Point localization data:
_ _ _ _
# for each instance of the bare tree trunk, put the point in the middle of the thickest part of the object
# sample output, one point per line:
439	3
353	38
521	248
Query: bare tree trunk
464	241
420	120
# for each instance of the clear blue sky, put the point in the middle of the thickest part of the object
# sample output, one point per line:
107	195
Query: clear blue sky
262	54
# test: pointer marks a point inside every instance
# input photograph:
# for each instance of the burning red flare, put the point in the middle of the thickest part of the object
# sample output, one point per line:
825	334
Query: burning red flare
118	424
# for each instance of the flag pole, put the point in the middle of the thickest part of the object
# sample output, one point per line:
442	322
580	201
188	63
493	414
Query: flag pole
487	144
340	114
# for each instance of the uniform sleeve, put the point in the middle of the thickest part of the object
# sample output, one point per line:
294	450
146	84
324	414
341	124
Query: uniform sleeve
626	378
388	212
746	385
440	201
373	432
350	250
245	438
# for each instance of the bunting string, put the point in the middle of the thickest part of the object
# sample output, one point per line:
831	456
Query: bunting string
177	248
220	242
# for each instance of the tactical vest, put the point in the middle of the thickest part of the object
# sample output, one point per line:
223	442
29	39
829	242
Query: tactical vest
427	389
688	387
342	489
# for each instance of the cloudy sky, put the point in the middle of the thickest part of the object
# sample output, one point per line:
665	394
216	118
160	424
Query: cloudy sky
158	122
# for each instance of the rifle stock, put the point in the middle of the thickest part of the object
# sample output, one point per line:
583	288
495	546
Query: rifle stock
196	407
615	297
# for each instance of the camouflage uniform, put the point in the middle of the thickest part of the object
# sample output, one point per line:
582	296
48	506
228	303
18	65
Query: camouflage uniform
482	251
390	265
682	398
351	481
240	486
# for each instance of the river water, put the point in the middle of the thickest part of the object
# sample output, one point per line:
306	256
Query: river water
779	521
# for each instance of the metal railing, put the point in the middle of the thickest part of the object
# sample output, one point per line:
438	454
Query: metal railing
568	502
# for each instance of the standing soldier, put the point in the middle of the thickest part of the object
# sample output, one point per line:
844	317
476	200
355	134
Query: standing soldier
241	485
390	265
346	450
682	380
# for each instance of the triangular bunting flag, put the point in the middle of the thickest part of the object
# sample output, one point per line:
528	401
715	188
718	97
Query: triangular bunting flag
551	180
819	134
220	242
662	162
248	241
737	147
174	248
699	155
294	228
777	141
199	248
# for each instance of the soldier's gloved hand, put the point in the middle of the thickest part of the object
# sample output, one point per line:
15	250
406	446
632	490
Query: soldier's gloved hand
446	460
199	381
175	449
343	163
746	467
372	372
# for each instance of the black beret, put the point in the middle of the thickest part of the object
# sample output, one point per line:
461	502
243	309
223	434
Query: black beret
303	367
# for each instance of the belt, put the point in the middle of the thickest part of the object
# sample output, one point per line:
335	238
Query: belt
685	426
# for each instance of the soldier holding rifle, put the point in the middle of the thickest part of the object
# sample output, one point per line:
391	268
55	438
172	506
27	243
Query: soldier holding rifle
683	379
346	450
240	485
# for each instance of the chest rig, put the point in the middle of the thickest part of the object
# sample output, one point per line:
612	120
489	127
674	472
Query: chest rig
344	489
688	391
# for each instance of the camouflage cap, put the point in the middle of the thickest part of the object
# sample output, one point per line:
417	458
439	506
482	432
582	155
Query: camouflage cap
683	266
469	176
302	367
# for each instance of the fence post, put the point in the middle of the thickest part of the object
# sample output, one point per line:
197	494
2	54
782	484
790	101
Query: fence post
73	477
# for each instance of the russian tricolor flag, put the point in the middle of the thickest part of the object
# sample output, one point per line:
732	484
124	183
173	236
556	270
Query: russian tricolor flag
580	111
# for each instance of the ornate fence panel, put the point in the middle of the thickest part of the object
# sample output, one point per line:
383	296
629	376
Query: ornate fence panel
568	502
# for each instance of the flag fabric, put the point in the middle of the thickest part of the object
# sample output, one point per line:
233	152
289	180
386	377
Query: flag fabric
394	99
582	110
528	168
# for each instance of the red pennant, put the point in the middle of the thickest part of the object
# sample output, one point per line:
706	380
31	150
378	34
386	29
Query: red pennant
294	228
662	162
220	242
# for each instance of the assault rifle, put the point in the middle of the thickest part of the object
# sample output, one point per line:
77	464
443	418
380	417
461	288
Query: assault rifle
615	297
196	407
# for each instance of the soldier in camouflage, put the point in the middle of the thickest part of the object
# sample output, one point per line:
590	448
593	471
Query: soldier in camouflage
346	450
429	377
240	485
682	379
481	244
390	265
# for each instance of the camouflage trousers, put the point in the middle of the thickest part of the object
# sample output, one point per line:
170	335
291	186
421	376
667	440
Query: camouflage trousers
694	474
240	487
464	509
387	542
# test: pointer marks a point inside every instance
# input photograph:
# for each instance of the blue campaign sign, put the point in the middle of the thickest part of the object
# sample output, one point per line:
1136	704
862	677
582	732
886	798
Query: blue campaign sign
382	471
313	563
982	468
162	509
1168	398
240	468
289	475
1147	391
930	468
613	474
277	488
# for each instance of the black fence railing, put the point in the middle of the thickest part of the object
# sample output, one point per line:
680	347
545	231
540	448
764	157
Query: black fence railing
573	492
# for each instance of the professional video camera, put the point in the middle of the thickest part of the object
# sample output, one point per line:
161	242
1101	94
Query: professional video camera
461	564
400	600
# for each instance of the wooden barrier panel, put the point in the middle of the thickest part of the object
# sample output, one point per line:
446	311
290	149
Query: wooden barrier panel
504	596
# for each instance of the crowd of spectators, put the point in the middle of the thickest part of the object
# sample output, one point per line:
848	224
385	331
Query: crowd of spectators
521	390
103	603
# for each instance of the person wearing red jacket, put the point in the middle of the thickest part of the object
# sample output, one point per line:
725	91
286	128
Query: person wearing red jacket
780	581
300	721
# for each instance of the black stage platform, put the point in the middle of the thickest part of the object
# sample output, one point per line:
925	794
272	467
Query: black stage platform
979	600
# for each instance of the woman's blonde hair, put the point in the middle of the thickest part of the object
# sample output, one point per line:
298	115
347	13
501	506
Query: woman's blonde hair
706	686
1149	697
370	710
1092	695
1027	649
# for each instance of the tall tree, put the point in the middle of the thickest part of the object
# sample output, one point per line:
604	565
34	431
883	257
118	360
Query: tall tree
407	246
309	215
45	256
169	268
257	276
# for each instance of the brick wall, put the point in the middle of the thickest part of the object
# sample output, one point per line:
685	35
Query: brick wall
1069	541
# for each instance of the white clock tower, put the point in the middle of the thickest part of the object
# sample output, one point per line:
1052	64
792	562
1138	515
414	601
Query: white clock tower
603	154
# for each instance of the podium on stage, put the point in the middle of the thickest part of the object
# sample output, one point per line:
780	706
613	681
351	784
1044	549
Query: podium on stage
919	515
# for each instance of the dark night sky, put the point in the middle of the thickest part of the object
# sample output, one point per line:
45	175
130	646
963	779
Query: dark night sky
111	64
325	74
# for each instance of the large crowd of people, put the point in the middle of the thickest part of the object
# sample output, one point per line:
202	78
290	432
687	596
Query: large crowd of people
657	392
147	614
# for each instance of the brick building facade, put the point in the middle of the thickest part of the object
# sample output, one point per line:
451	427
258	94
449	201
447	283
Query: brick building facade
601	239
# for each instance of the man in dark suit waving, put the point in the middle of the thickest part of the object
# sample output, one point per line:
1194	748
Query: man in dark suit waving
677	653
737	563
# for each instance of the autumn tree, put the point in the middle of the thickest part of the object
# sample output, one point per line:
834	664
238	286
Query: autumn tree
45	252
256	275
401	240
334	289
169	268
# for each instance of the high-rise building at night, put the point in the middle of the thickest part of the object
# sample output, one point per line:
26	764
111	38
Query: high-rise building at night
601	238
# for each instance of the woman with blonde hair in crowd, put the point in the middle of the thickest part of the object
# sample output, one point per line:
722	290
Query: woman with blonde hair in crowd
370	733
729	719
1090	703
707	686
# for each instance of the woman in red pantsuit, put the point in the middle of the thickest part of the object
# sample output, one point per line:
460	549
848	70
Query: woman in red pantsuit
_ _ _ _
If a line of the data above holds the string "pantsuit", count it, then give only the final number.

**Answer space**
2